提示文:
------------------------------------------------------------------------
以下に、研究成果の主なものを示します。修正が必要な箇所があれば、

宛てにご指摘下さい。

音声分析と音声特徴量 Speech Analysis and Features

ラグ窓法 (1975) Lag Window
ラグ窓法はPARCOR分析においてピッチの影響を軽減するための手法として着想したものですが、そののちLSPも含め音声符号化などの標準化にも含まれ、広く用いられています。ほぼ世界中全ての携帯電話に用いられていると言ってよいでしょう。 [ Proposed lag windowing of autocorrelation to reduce the pitch effect in PARCOR speech analysis/synthesis. Jointly patented with Tohkura and Hashimoto. Commonly used in LPC-based speech coding standards. ]
初出: 特許01358638 ``音声分析装置'' (東倉、橋本、嵯峨山) (Japan Patent No. 01358638).
ケプストラム距離 (1978) Cepstrum Distance for Speech Recognition
ケプストラム(あるいはmel-cepstrum)は音声認識の特徴量として最も多く用いられていますが、ケプストラムを音声認識に最初に用いたのは誰であるか疑問に思っていました。おそらく我々(長島、好田、嵯峨山)であろう、と外国の方々も言われます。より正しい情報があれば、御教示下さい。 Used LPC-cepstrum distance for DP-based speech recognition. Collaborated with H. Nagashima. Cepstrum is widely used in speech recognition. (Perhaps, the first use of cepstral features in speech recognition though application to speaker recognition was existing.)
------------------------------------------------------------------------
抽出資料:
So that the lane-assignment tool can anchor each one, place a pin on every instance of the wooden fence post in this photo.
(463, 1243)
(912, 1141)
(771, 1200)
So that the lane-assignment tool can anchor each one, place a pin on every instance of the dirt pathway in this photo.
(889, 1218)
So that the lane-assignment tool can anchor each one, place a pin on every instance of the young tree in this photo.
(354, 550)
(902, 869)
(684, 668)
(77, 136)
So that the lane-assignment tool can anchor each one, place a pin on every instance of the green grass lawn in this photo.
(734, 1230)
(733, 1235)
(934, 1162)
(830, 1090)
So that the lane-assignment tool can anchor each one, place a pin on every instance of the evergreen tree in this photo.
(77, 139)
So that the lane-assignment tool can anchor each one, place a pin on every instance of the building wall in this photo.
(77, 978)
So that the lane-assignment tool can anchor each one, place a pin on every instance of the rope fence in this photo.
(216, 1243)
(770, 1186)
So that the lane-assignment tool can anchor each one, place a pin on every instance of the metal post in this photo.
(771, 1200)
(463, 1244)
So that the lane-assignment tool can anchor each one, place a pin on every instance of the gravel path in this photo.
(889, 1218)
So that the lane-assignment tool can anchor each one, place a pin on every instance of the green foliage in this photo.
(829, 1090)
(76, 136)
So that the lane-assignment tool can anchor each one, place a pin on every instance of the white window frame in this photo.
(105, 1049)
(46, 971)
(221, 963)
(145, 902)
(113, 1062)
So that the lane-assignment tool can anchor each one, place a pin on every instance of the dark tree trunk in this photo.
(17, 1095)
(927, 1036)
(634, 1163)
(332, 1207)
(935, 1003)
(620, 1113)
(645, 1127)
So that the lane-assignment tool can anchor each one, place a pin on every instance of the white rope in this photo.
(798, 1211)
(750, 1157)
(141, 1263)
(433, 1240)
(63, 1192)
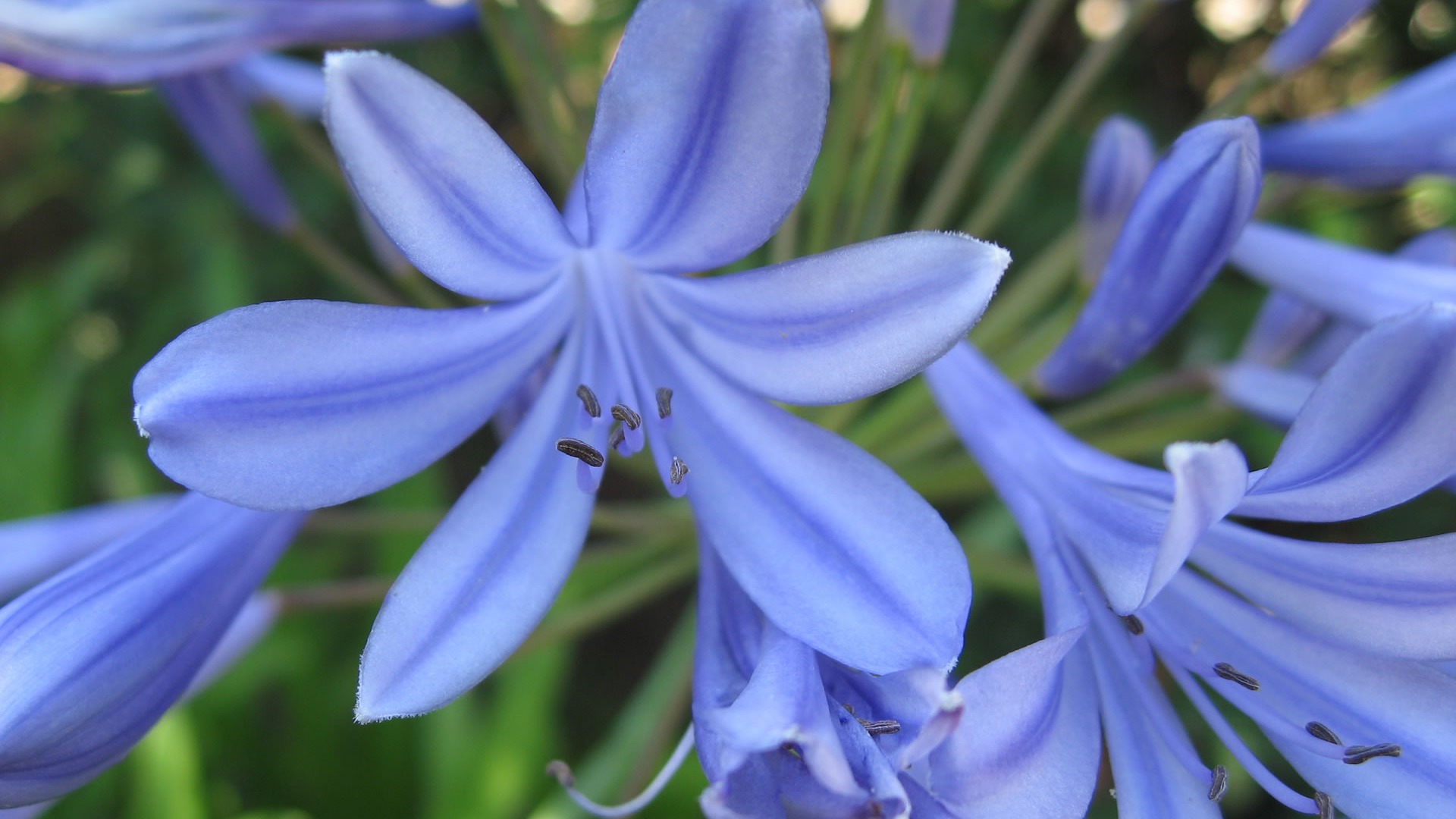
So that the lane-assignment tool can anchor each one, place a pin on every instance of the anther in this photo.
(1357, 754)
(588, 401)
(875, 727)
(1234, 675)
(1321, 730)
(626, 414)
(582, 450)
(1220, 783)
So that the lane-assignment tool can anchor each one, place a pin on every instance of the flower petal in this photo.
(93, 656)
(1351, 283)
(440, 181)
(839, 325)
(832, 545)
(1030, 745)
(308, 404)
(1376, 430)
(492, 567)
(212, 108)
(707, 130)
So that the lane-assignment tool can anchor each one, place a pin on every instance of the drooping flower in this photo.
(1119, 162)
(209, 63)
(1401, 133)
(1177, 237)
(1327, 648)
(93, 656)
(702, 145)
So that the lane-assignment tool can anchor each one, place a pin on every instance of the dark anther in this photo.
(582, 450)
(877, 727)
(588, 401)
(1220, 783)
(1321, 730)
(1234, 675)
(1357, 754)
(626, 414)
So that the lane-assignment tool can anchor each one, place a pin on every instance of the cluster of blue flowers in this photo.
(832, 599)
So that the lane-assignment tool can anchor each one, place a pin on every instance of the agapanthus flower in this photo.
(783, 730)
(1326, 646)
(95, 654)
(707, 130)
(209, 63)
(1175, 240)
(1407, 130)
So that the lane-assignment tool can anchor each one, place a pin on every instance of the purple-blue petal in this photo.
(707, 130)
(308, 404)
(440, 181)
(839, 325)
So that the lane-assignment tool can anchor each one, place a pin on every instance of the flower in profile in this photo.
(95, 654)
(702, 145)
(1174, 241)
(209, 63)
(1407, 130)
(1327, 648)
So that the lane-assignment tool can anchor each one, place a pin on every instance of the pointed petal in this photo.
(308, 404)
(488, 573)
(839, 325)
(1395, 599)
(212, 108)
(1175, 240)
(1376, 430)
(1119, 162)
(1351, 283)
(829, 542)
(36, 548)
(93, 656)
(440, 181)
(707, 130)
(1030, 746)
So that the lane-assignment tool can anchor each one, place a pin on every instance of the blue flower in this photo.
(207, 63)
(1401, 133)
(702, 145)
(786, 732)
(95, 654)
(1327, 648)
(1177, 235)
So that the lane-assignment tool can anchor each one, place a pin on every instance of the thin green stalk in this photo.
(340, 267)
(1072, 93)
(1009, 69)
------------------------------------------------------------------------
課題一覧:
A. 提示文のうち、「以下に、研究成果の主なものを示します。修正が必要な箇所があれば、」から「Patent No. 01358638).」までの部分を、両端を含めて一字一句違えずに書き写してください。
B. レコードのうち、「pointed petal in this photo.」を含む行からレコードの最後までを両端を含めて取り出してください。それを空行を除き、1行につき1つの文字列とするJSONリストに変換してください。

回答:
A.
以下に、研究成果の主なものを示します。修正が必要な箇所があれば、

宛てにご指摘下さい。

音声分析と音声特徴量 Speech Analysis and Features

ラグ窓法 (1975) Lag Window
ラグ窓法はPARCOR分析においてピッチの影響を軽減するための手法として着想したものですが、そののちLSPも含め音声符号化などの標準化にも含まれ、広く用いられています。ほぼ世界中全ての携帯電話に用いられていると言ってよいでしょう。 [ Proposed lag windowing of autocorrelation to reduce the pitch effect in PARCOR speech analysis/synthesis. Jointly patented with Tohkura and Hashimoto. Commonly used in LPC-based speech coding standards. ]
初出: 特許01358638 ``音声分析装置'' (東倉、橋本、嵯峨山) (Japan Patent No. 01358638).

B.
[
  "So that the lane-assignment tool can anchor each one, place a pin on every instance of the pointed petal in this photo.",
  "(308, 404)",
  "(488, 573)",
  "(839, 325)",
  "(1395, 599)",
  "(212, 108)",
  "(1175, 240)",
  "(1376, 430)",
  "(1119, 162)",
  "(1351, 283)",
  "(829, 542)",
  "(36, 548)",
  "(93, 656)",
  "(440, 181)",
  "(707, 130)",
  "(1030, 746)",
  "So that the lane-assignment tool can anchor each one, place a pin on every instance of the blue flower in this photo.",
  "(207, 63)",
  "(1401, 133)",
  "(702, 145)",
  "(786, 732)",
  "(95, 654)",
  "(1327, 648)",
  "(1177, 235)",
  "So that the lane-assignment tool can anchor each one, place a pin on every instance of the thin green stalk in this photo.",
  "(340, 267)",
  "(1072, 93)",
  "(1009, 69)"
]